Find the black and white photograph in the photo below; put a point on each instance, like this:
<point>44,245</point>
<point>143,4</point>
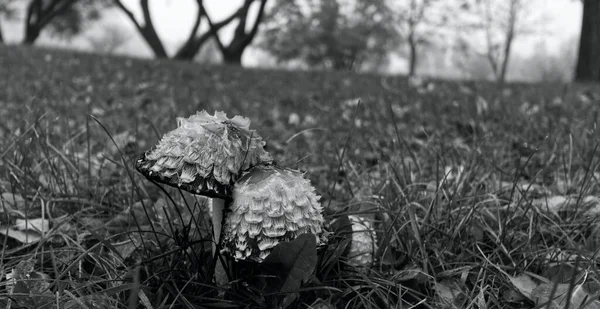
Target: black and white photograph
<point>310,154</point>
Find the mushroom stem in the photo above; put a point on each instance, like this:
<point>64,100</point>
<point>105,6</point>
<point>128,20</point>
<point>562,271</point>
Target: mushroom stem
<point>217,221</point>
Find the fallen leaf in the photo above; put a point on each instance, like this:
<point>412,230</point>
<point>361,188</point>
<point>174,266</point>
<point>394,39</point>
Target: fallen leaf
<point>295,260</point>
<point>542,295</point>
<point>26,237</point>
<point>524,284</point>
<point>39,225</point>
<point>449,292</point>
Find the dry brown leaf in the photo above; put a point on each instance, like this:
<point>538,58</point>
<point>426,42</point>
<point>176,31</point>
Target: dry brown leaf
<point>524,284</point>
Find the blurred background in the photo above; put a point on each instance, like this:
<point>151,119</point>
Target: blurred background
<point>514,40</point>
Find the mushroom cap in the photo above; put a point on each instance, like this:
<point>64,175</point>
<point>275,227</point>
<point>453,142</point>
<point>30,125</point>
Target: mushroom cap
<point>364,242</point>
<point>205,154</point>
<point>270,205</point>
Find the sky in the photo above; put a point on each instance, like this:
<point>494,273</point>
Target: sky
<point>173,19</point>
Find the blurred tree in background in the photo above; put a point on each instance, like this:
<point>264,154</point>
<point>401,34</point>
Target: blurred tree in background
<point>64,18</point>
<point>335,34</point>
<point>61,18</point>
<point>588,63</point>
<point>232,53</point>
<point>421,24</point>
<point>8,11</point>
<point>187,51</point>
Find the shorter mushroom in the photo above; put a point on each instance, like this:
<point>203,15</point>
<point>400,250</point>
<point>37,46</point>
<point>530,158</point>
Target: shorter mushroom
<point>270,205</point>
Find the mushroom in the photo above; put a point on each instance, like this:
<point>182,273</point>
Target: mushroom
<point>270,205</point>
<point>205,155</point>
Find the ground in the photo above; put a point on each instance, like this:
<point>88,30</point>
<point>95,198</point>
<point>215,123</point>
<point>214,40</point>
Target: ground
<point>479,197</point>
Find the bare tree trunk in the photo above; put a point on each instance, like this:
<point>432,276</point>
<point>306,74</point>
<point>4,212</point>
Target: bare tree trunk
<point>189,50</point>
<point>233,57</point>
<point>147,29</point>
<point>588,60</point>
<point>413,54</point>
<point>39,14</point>
<point>510,35</point>
<point>232,54</point>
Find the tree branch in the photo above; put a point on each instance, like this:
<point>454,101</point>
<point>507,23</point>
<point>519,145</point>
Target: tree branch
<point>214,28</point>
<point>54,9</point>
<point>129,14</point>
<point>190,49</point>
<point>261,12</point>
<point>194,30</point>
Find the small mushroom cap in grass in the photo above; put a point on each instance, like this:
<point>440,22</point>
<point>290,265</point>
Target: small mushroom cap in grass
<point>205,154</point>
<point>270,205</point>
<point>364,242</point>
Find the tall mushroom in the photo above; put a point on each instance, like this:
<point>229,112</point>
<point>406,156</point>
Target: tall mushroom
<point>205,155</point>
<point>270,205</point>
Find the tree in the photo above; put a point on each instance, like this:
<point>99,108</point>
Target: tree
<point>109,39</point>
<point>232,53</point>
<point>195,40</point>
<point>334,34</point>
<point>496,23</point>
<point>62,17</point>
<point>588,60</point>
<point>420,23</point>
<point>7,10</point>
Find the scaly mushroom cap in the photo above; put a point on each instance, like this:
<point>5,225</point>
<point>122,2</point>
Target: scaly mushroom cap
<point>205,154</point>
<point>270,205</point>
<point>364,242</point>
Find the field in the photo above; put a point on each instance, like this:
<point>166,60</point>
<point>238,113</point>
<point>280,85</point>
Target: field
<point>480,197</point>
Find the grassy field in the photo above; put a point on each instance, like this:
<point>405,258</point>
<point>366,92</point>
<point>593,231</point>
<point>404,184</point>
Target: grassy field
<point>480,197</point>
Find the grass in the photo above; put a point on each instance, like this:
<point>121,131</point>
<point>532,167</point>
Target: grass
<point>473,191</point>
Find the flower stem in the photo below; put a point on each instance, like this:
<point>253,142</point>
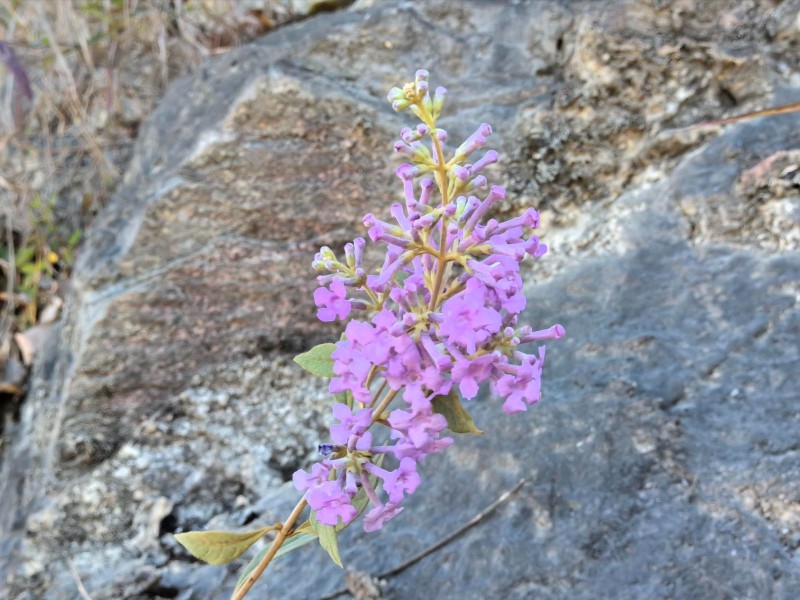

********

Print all of the data above verbatim, line for line, but omit the pictures.

Find the black and white photograph in the photo below; put a point on each instance, like this:
<point>44,245</point>
<point>143,4</point>
Target: black and white photograph
<point>310,154</point>
Find the mushroom stem in the photo above; put a point on each instance, like this:
<point>64,100</point>
<point>105,6</point>
<point>128,20</point>
<point>562,271</point>
Target: mushroom stem
<point>217,221</point>
Find the fallen leaf in the photo above; put a point on each instance, like this:
<point>412,230</point>
<point>361,188</point>
<point>174,266</point>
<point>394,39</point>
Target: fallen leaf
<point>295,260</point>
<point>542,295</point>
<point>26,237</point>
<point>524,284</point>
<point>39,225</point>
<point>449,292</point>
Find the dry brown leaf in the photo above; put a point on each instance, like this:
<point>538,58</point>
<point>426,42</point>
<point>176,31</point>
Target: dry brown leaf
<point>524,284</point>
Find the blurred background in the photo above; put a point on each instance, like this:
<point>151,119</point>
Target: blurred background
<point>514,40</point>
Find the mushroom cap in the photo above; put a point on each instance, like this:
<point>64,175</point>
<point>275,227</point>
<point>453,142</point>
<point>30,125</point>
Target: mushroom cap
<point>364,242</point>
<point>205,154</point>
<point>270,205</point>
Find the sky in the photo above; put a point on each instance, like this:
<point>494,273</point>
Target: sky
<point>173,19</point>
Find the blurred tree in background in the photo above; put a point on each instance, like this:
<point>264,154</point>
<point>401,34</point>
Target: blurred tree in background
<point>64,18</point>
<point>335,34</point>
<point>61,18</point>
<point>588,63</point>
<point>232,53</point>
<point>421,24</point>
<point>8,11</point>
<point>187,51</point>
Find the shorter mushroom in the photo above; put a point on each instance, like this:
<point>203,15</point>
<point>400,250</point>
<point>37,46</point>
<point>530,158</point>
Target: shorter mushroom
<point>270,205</point>
Find the mushroom in the photo above; put a point on each instance, like this:
<point>182,273</point>
Target: mushroom
<point>270,205</point>
<point>205,155</point>
Find the ground in the photo above; put a point on each instance, like this:
<point>88,30</point>
<point>95,198</point>
<point>215,123</point>
<point>214,40</point>
Target: ground
<point>479,197</point>
Find the bare tree trunk in the photo above; put a point on each instance, like this:
<point>432,276</point>
<point>306,74</point>
<point>4,212</point>
Target: bare tree trunk
<point>189,50</point>
<point>233,57</point>
<point>147,29</point>
<point>588,60</point>
<point>413,54</point>
<point>39,14</point>
<point>510,35</point>
<point>232,54</point>
Find the tree branch in the photo above; put a point on each instance, like this:
<point>454,101</point>
<point>507,23</point>
<point>519,145</point>
Target: tree branch
<point>214,28</point>
<point>54,9</point>
<point>129,14</point>
<point>190,49</point>
<point>261,12</point>
<point>194,30</point>
Find the small mushroom cap in grass in the photo above; put a point on each instance, like this:
<point>440,22</point>
<point>290,265</point>
Target: small mushroom cap in grass
<point>205,154</point>
<point>270,205</point>
<point>364,242</point>
Find the tall mushroom in the photo above; put a point on each instance, like this:
<point>229,112</point>
<point>406,156</point>
Target: tall mushroom
<point>205,155</point>
<point>270,205</point>
Find the tree in the photo above; put a point on each instance, like this:
<point>99,108</point>
Target: tree
<point>109,39</point>
<point>232,53</point>
<point>195,40</point>
<point>334,34</point>
<point>496,23</point>
<point>62,17</point>
<point>588,60</point>
<point>420,23</point>
<point>7,10</point>
Find the scaly mushroom cap in the photo above; put a point on each instance, like this:
<point>5,225</point>
<point>122,2</point>
Target: scaly mushroom cap
<point>205,154</point>
<point>270,205</point>
<point>364,242</point>
Find the field in the photo above; put a point on each instance, like this:
<point>166,60</point>
<point>238,113</point>
<point>280,85</point>
Target: field
<point>480,197</point>
Find the grassy field in the photo above; put a point on each instance, like this:
<point>405,258</point>
<point>366,92</point>
<point>593,231</point>
<point>404,184</point>
Target: grassy field
<point>480,197</point>
Find the grass in the photo above; put a point on each instance, like this:
<point>121,131</point>
<point>532,167</point>
Target: grass
<point>473,191</point>
Find the flower stem in the photo below; put a point on each instance, like this:
<point>253,142</point>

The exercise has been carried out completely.